Apart from the images, repeat the data below exactly as written.

= = = = =

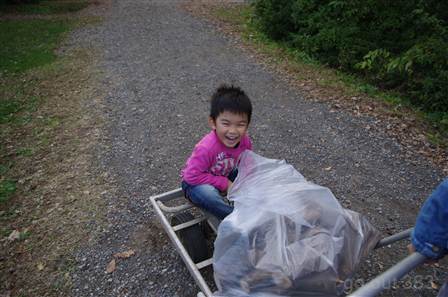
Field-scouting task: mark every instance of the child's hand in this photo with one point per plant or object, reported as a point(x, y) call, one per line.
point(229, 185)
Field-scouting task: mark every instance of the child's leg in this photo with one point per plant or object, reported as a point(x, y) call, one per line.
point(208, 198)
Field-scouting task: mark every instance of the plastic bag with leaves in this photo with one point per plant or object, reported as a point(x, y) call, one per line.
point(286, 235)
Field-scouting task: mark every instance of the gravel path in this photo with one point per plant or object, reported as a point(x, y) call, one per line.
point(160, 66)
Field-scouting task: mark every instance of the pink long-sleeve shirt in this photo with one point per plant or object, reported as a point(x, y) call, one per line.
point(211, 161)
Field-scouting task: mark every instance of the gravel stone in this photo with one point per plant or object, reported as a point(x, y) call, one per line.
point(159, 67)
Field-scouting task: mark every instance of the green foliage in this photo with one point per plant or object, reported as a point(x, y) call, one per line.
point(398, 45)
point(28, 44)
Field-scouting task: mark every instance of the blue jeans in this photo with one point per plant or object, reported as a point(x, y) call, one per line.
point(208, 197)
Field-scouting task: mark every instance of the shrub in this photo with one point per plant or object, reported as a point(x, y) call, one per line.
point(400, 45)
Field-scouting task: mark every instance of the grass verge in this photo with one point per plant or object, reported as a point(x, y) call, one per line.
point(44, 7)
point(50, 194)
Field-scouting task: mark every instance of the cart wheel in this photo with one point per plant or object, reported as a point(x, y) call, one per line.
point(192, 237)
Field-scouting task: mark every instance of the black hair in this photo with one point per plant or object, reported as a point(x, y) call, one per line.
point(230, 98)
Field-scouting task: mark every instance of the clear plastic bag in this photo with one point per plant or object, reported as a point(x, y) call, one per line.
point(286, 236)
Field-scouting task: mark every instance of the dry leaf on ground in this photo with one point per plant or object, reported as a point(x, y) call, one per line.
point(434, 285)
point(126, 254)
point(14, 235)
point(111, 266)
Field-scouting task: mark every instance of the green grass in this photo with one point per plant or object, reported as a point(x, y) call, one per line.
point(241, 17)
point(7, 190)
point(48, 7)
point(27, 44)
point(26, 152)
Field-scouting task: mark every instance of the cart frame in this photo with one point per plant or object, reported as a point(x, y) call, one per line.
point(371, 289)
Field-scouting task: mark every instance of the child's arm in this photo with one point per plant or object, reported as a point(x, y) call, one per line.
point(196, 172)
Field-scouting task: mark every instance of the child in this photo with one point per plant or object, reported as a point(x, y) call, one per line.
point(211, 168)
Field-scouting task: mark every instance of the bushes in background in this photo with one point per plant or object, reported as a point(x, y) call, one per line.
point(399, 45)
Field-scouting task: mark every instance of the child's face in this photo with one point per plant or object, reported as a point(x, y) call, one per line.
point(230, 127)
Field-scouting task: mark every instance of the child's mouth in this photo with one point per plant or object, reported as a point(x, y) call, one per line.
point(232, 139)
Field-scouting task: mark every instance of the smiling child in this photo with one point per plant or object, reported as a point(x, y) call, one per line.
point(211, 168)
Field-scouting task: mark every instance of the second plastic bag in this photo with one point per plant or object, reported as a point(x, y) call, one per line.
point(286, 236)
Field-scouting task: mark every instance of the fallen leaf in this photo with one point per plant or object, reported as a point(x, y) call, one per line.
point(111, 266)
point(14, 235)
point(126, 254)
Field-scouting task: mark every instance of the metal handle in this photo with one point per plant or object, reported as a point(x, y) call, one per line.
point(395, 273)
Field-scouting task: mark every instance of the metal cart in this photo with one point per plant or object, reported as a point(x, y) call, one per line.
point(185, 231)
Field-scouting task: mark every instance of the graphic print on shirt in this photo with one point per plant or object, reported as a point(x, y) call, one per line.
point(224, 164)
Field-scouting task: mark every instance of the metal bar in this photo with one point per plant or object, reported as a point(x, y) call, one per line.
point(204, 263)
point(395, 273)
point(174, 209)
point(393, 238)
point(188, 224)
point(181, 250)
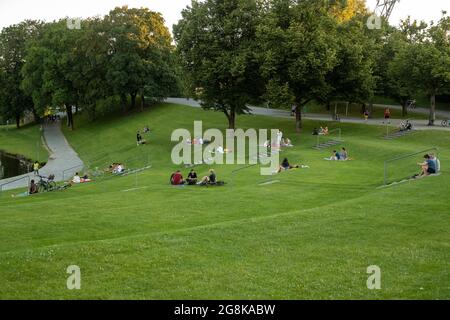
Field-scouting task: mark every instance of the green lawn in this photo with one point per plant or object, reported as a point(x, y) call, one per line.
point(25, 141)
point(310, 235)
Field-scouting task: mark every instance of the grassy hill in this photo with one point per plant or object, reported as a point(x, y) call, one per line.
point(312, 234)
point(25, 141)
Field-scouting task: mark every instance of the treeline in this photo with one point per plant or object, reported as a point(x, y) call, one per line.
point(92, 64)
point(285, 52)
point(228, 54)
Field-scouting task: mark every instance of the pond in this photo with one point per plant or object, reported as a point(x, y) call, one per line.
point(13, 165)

= = = = =

RESPONSE TO THIS EXERCISE -
Field-scouting task: mark every instance of the child's hand in this photo with one point per plant or object, reported as a point(x, y) call, one per line.
point(229, 185)
Field-scouting task: mark every instance of the child's leg in this photo with one point per plant or object, reported as a point(x, y) call, one per line.
point(208, 198)
Field-scouting task: mark every instance of the plastic bag with leaves in this photo with one point per plant or object, reported as a point(x, y) call, one per line.
point(286, 235)
Field-scouting task: mark every instance of the gravel path in this photo with one point per plant or object, reported as a point(x, y) call, one per line.
point(160, 66)
Field-scouting task: mark every instance of the pink long-sleeve shirt in this photo with one point per plant or object, reported as a point(x, y) call, one per line.
point(211, 161)
Field-scouting task: mark every instance of the gravel stone in this photo with one point per plant or object, reported as a point(x, y) call, one per line.
point(159, 67)
Field-scouting task: mark every instance of the green foliage in this photo with one point per plant or object, reported as a point(x, y) call, one per line.
point(398, 45)
point(28, 44)
Field-scouting task: mark every instance of the blue jeans in this photo with one point per plant or object, reported as a point(x, y) call, one per line.
point(208, 197)
Field-scouting task: mark every instance of the shrub in this photo with one point per plant or object, reported as a point(x, y) call, one per line.
point(400, 45)
Field-scouting task: mark every instance of the grass verge in this photo with one point per plant or object, reported as a point(x, y) call, one per line.
point(44, 7)
point(50, 194)
Field-scouting task: mark every instance of the cart wheel in this photo with one point per plant or object, reported as a point(x, y) call, one per line.
point(192, 237)
Field-scouting task: mark every instance of the black hair in this photo with one point per plant or object, reported as a point(x, y) call, one per line.
point(230, 98)
Field-scouting task: mark every instance of the clear plastic bag in this photo with one point per plant or object, reported as a point(x, y) call, one per line.
point(286, 236)
Field-scouting task: mark every instance of the dry leaf on ground in this photo with one point per plant or object, reported as a point(x, y) call, one per line.
point(434, 285)
point(126, 254)
point(14, 235)
point(111, 266)
Field-scouting task: mark every instance of the green grass in this photo with one point per plant or object, reported as a point(x, y) call, one per line.
point(241, 17)
point(7, 190)
point(48, 7)
point(27, 44)
point(26, 152)
Field-scouting task: mark every instance of the cart frame in this photo with one point per plant or object, reported as a point(x, y) call, one per line.
point(371, 289)
Field-scouting task: mark every instance of the child's arm in this photo with one point per plant or object, reported as a point(x, y) call, one per line.
point(196, 172)
Field-scouting task: mark every instance of the child in this photo with one point per plant or object, reported as a point(x, y) call, one per line.
point(211, 168)
Field-scouting task: mark every instance of the bushes in background in this photo with one point per plant or object, reported as a point(x, y) call, one per line.
point(399, 45)
Field-scouting task: mark every instance of the child's face in this photo with one point per plant or object, reported as a point(x, y) call, one per line.
point(230, 127)
Field-scouting task: mark every instance of the child's mouth in this photo with one point per plant or object, reported as a point(x, y) call, one per line.
point(232, 139)
Field-scouting task: mark every instance of the smiling child in this photo with one point per plant or object, reported as a point(x, y) call, one per line.
point(211, 168)
Field-scouting task: mark every instance of the second plastic bag in this photo with one point per plant or object, reported as a point(x, y) call, one per line.
point(286, 236)
Field-scouting task: mark every instance of the fallen leaf in this photo with one point per plant or object, reported as a point(x, y) call, one per line.
point(111, 266)
point(14, 235)
point(126, 254)
Field-scouting task: mark every instance of the metal handle in this photo with one point per plant or object, reported as a point(x, y) call, one per line.
point(395, 273)
Field-scouting task: mark every instance of the metal cart in this photo with one point per plant or object, reported as a point(x, y) call, one per line.
point(185, 231)
Field-scouting task: mark every instance of the graphic print on shirt in this photo with one point per plant or object, reported as a point(x, y) call, one per line.
point(224, 164)
Field-scouting task: mark every instance of the metal bar in this photo with one point per plant or object, reported as a point(x, y) call, one per line.
point(204, 263)
point(395, 273)
point(174, 209)
point(393, 238)
point(188, 224)
point(181, 250)
Field-scouting task: mark every instance of the green lawn in this photo with one point per plant or object, reported as a point(x, y) call, one per line.
point(25, 141)
point(310, 235)
Field-scouting task: mark every instance of the grassy hill in this photo with one point per plant or object, reported as a point(x, y) call, one per line.
point(312, 234)
point(25, 141)
Field-scouting task: mark every instance of the treeline in this photo with one point per plant or object, reported as a point(x, y) call, one per line.
point(92, 64)
point(285, 52)
point(228, 54)
Field-scouting task: mark every instance of the pond in this photo with one point per plant or object, reported as a point(x, y) call, one per line.
point(13, 165)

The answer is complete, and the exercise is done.